TO BE DONE -> Every line below should be repeated exactly.

SOURCE RECORDS ->
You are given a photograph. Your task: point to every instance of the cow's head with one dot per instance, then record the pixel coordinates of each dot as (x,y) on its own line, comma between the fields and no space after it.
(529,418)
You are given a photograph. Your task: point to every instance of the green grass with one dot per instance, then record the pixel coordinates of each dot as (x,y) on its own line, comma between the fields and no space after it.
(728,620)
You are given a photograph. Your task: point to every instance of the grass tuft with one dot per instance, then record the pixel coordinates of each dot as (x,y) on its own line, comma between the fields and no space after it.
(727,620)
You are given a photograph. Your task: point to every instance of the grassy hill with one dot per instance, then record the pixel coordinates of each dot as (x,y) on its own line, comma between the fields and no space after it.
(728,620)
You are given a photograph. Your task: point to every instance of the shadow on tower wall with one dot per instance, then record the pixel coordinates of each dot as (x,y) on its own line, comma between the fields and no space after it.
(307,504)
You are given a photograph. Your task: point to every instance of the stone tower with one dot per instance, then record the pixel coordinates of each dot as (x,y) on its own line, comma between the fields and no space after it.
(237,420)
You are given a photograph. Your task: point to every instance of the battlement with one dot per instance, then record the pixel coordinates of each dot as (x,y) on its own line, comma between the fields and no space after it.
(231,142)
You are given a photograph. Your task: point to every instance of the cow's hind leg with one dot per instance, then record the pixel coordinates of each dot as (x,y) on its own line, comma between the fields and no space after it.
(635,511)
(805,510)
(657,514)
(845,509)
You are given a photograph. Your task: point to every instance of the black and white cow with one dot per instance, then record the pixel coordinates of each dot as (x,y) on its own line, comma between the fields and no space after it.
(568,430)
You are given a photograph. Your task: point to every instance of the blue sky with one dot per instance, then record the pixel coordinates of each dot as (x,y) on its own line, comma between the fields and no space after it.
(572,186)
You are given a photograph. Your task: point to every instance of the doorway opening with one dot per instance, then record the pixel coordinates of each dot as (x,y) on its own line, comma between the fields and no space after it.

EXERCISE SOLUTION ->
You are given a photograph. Your task: point to every instance of the cow's head with one dot per instance, then record the pixel coordinates of each dot as (x,y) on its own line, comma between the fields and no space after it.
(529,418)
You are given a photograph. Your task: point to every instance of the green grass with one dot per instance, then record the pixel coordinates of each dot as (x,y) on its own line, comma between the fields and no space after it.
(728,620)
You are given a photograph. Your task: point to every instance of the grass tuft with one dot per instance, then record the pixel coordinates of each dot as (x,y) on its own line, comma between the fields and no space after it.
(727,620)
You are given a photograph. Your task: point to every instance of the grassy hill with one dot per instance, then record the pixel coordinates of each dot as (x,y) on its own line, comma between the fields and no space after it.
(728,620)
You are given a photograph. Your task: point to every instance of the shadow on tower wall with one dot per instance, then record the pixel coordinates of each dot as (x,y) on its own line, comma between the fields and no space after it.
(307,504)
You are given a photograph. Your task: point to every instance of the stone tower with one dot per instance, then record the pixel coordinates of each dot as (x,y) on its own line, comma between the fields and no space after it.
(237,420)
You are given a photograph. Your task: point to every instance of the battlement with one dot per instance, then record the pixel coordinates of each dot as (x,y) on its own line, comma between the fields and no space after it.
(231,142)
You are given a photograph. Your task: point to every instance of the cow's hind leg with one dot per instance, then record the pixel coordinates of each dot as (x,y) on its own line, comma between the fields and no space after it.
(635,511)
(805,510)
(657,514)
(845,509)
You are given a photograph. Your task: point to every instance of the black and white cow with one dot per instance, then record the pixel coordinates of each dot as (x,y) on its own line, comma between the fields and no space after it.
(568,430)
You are given a photograph. Your task: point to every instance of the blue sky with one dot per instance, then record the pixel coordinates of each dot as (x,y) on its own line, comma between the fields and no space after it.
(572,186)
You are given a photograph. Your task: point to every instance of the doorway opening with one dot per instance, then record the pixel coordinates of each dot as (x,y) on its own line, comma between the fields and no space after it.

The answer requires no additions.